*THE INPUT*:
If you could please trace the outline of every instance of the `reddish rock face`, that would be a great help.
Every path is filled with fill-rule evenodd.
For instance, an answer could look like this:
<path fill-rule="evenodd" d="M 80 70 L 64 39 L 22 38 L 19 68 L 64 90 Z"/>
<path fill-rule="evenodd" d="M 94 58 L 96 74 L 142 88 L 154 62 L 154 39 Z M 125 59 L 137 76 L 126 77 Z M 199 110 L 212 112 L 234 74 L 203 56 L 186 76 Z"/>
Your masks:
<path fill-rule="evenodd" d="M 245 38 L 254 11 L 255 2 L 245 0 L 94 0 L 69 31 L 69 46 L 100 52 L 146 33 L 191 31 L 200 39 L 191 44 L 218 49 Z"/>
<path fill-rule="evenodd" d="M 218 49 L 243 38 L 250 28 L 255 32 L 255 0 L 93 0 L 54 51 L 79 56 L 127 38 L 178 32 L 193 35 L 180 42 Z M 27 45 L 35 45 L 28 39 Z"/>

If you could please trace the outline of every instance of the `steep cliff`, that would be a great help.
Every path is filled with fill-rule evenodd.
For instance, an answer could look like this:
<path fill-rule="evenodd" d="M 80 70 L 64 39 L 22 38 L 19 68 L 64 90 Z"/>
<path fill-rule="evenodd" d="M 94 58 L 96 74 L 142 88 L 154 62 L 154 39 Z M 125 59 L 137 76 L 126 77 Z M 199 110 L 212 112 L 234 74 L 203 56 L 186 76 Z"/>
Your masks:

--

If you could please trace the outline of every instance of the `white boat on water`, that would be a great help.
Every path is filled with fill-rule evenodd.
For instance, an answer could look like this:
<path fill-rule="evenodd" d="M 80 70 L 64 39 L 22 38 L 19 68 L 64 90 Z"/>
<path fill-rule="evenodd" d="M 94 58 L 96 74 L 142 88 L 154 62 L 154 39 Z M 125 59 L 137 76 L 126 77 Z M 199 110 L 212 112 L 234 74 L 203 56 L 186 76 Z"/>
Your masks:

* * *

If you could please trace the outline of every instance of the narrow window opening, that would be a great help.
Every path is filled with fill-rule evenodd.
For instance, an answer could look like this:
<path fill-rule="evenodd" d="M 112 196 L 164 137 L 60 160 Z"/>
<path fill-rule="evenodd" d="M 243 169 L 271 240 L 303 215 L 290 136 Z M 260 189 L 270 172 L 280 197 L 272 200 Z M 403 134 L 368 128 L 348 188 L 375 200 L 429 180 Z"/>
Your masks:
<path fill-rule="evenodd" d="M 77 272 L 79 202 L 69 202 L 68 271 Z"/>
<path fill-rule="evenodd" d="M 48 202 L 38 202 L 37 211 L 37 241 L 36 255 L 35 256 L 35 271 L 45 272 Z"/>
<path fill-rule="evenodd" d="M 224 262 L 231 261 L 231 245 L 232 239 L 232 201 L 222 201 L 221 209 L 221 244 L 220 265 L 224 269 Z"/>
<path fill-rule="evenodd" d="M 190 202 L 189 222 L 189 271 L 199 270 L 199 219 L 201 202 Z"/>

*THE EXERCISE*: Please count the lines in the items above that contain the word "would", treating case as significant, and give only the number.

*EXERCISE RESPONSE*: 4